Selected extract:
******************************

Sometimes I tie myself up in knots thinking about the different food rules out there. A basic need has become pretty confusing. With magazines, bloggers, public policy and organisations all espousing to us what we should and should not be eating it can be difficult to follow the body and eat a diet that works for you. Added to the bombardment of information is the bombardment of emotion. The messengers may claim to be educating us for health and environmental reasons, but there’s a substantial amount of judgement in there too, as though by ‘eating clean’ the soul is purified, or moral fibre is in inverse proportion to food miles or the price paid at a farmer’s market.
It’s in times like this that I need someone to guide me. Ideally that would be my inner self and intuition, but for now, let’s look to grandparents.

******************************

Information given:

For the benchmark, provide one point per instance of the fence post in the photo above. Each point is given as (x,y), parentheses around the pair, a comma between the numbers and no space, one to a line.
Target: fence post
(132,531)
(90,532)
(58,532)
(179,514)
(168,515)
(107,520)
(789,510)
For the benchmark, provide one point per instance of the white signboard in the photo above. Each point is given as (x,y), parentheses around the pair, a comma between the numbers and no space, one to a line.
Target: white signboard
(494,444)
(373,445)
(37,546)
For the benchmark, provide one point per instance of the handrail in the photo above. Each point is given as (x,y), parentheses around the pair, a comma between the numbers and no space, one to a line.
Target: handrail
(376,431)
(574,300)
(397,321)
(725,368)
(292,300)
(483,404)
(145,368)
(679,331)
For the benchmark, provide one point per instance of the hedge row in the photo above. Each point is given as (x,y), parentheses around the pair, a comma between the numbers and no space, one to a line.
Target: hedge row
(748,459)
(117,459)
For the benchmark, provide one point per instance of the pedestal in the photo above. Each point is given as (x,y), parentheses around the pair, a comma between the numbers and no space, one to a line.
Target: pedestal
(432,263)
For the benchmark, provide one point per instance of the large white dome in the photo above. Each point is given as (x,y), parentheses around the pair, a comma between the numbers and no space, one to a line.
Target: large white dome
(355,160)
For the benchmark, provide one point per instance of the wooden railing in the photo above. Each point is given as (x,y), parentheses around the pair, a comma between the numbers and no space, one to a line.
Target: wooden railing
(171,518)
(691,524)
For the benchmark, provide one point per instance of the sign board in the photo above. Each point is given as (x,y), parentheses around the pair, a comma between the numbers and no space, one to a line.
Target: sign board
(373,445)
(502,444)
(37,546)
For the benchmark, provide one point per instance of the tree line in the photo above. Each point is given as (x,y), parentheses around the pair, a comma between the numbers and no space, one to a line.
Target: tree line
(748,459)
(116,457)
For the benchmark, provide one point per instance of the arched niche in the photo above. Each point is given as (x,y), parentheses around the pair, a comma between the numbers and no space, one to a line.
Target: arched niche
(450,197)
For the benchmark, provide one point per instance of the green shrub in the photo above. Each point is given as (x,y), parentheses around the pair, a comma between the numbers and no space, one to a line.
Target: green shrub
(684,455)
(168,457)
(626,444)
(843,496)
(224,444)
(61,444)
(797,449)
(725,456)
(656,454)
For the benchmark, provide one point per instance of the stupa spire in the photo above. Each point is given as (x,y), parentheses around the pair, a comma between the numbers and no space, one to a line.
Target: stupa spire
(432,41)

******************************

In the essay on food rules, who does the writer suggest looking to for guidance for now? The records are not needed here.

Solution for this problem: Grandparents.